REQUISITO:
Ripeti per intero e senza alcuna modifica il brano sui musei della Tuscia che segue.

SEGMENTO DI TESTO:
········
Mi piace raffigurare simbolicamente il buon risultato di questo convegno, in particolare per la città che ci ha dato ospitalità, con l’immagine di un germoglio che sta nascendo in un terreno fertile: non si può non considerare, infatti, che la Tuscia possiede circa 70 musei, alcuni dei quali applicano efficacemente forme di gestione in cui la relazione museo/comunità ha un ruolo importante. Tale orientamento dovrà essere potenziato ed esteso a molti altri musei del viterbese, ma questa prospettiva potrà essere attuata se si verificheranno due condizioni indispensabili: la prima è la passione (“la passione è fondamentale ed è a costo zero”, ama ripetere David Fleming, famoso curatore britannico), senza la quale è arduo, per chi ha la cura di un museo, riuscire a coinvolgere il pubblico più difficile, quello dei residenti; la seconda è il sostegno delle istituzioni locali, che non può limitarsi alla sola erogazione di fondi ma che deve fondarsi soprattutto sulla consapevolezza, cioè sulla capacità di comprendere le potenzialità che un museo può avere per lo sviluppo sociale e perfino economico di una città o di un territorio. Il museo che viene tenuto aperto quel tanto che basta per accogliere i pochi turisti di passaggio è destinato a chiudere o a restare un luogo senza vita e senz’anima.
········
(Dati raccolti)
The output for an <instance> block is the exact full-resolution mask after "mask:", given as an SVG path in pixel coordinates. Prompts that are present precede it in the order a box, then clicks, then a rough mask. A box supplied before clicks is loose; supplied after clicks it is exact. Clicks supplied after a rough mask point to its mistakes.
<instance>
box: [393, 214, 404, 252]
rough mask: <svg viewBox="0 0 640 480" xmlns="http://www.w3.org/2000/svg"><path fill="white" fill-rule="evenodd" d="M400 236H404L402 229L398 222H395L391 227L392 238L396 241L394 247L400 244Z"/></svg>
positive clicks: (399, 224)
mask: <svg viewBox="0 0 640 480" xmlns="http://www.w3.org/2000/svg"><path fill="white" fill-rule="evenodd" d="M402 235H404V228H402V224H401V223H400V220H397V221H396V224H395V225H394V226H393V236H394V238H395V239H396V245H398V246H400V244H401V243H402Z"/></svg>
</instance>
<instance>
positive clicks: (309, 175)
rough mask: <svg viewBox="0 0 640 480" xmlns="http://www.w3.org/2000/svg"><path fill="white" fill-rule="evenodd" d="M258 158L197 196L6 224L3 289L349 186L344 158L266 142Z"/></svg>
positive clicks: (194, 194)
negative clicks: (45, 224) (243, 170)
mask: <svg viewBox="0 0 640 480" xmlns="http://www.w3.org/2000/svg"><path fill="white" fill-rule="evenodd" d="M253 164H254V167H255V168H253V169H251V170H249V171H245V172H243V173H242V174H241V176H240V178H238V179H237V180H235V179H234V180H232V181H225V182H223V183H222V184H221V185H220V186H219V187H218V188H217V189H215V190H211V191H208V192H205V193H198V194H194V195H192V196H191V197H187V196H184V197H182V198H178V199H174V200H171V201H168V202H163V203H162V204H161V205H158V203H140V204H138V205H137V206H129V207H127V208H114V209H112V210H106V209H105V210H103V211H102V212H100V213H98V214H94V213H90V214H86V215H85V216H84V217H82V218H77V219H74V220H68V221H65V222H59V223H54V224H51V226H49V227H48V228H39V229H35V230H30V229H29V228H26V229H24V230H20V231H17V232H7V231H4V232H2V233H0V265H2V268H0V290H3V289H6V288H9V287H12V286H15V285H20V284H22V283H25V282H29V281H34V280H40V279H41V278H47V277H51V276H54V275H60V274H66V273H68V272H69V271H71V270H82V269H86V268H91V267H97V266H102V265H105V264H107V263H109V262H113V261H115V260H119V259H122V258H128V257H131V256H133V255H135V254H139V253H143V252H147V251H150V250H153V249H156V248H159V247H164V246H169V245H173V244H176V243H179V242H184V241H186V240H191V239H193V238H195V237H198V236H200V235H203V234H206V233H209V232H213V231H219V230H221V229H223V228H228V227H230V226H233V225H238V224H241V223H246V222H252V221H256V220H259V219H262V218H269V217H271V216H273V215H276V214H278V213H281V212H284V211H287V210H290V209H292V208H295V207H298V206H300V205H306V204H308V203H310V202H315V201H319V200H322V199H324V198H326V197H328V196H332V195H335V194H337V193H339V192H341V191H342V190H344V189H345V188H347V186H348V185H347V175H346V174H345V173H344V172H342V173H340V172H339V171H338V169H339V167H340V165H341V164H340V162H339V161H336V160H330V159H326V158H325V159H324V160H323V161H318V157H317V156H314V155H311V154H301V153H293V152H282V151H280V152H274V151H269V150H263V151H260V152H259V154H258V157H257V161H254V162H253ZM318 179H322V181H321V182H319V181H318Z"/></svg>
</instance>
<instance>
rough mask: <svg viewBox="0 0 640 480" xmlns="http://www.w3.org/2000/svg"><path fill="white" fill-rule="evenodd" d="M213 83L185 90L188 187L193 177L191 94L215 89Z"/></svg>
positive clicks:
········
RISPOSTA AL PROBLEMA:
Mi piace raffigurare simbolicamente il buon risultato di questo convegno, in particolare per la città che ci ha dato ospitalità, con l’immagine di un germoglio che sta nascendo in un terreno fertile: non si può non considerare, infatti, che la Tuscia possiede circa 70 musei, alcuni dei quali applicano efficacemente forme di gestione in cui la relazione museo/comunità ha un ruolo importante. Tale orientamento dovrà essere potenziato ed esteso a molti altri musei del viterbese, ma questa prospettiva potrà essere attuata se si verificheranno due condizioni indispensabili: la prima è la passione (“la passione è fondamentale ed è a costo zero”, ama ripetere David Fleming, famoso curatore britannico), senza la quale è arduo, per chi ha la cura di un museo, riuscire a coinvolgere il pubblico più difficile, quello dei residenti; la seconda è il sostegno delle istituzioni locali, che non può limitarsi alla sola erogazione di fondi ma che deve fondarsi soprattutto sulla consapevolezza, cioè sulla capacità di comprendere le potenzialità che un museo può avere per lo sviluppo sociale e perfino economico di una città o di un territorio. Il museo che viene tenuto aperto quel tanto che basta per accogliere i pochi turisti di passaggio è destinato a chiudere o a restare un luogo senza vita e senz’anima.